[Object point labels]
_ _ _ _

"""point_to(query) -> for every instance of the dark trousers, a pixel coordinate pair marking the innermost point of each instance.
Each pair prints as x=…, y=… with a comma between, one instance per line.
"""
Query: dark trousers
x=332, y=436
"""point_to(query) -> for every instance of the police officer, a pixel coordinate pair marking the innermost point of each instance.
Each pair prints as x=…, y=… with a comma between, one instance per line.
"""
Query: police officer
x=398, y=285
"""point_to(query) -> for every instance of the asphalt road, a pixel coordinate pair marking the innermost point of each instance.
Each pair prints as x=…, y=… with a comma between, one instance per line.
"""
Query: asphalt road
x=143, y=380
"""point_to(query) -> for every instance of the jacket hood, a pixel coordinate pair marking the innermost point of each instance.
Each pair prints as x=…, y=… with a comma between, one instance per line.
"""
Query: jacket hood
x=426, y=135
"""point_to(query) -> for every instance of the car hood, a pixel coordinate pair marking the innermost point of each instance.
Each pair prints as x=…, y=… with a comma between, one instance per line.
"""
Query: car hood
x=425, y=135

_ _ _ _

REQUIRED WORK — Copy out every one of the entries above, character for character.

RESPONSE BELOW —
"""point_to(query) -> for every instance of the dark trousers, a pixel coordinate pair marking the innermost point of each instance.
Each pair prints as x=…, y=… with a comma between, one instance per line.
"""
Query: dark trousers
x=332, y=436
"""point_to(query) -> for every instance of the police officer, a pixel coordinate pair marking the innermost point of each instance.
Each pair prints as x=…, y=… with a comma between, one instance per line.
"""
Query: police officer
x=398, y=285
"""point_to(query) -> for every instance of the asphalt road, a pixel coordinate pair marking the innermost point of each instance.
Each pair prints as x=…, y=… with a comma between, one instance per line.
"""
Query: asphalt road
x=143, y=380
"""point_to(query) -> for every instance of the jacket hood, a pixel coordinate pair marking the innermost point of each instance.
Each pair prints as x=…, y=… with a comma between, one instance per line.
"""
Query: jacket hood
x=426, y=135
"""point_to(query) -> for every instance of the car hood, a pixel coordinate pair marking the innermost point of each instance.
Each pair prints as x=…, y=… with a comma between, one instance per line.
"""
Query: car hood
x=425, y=135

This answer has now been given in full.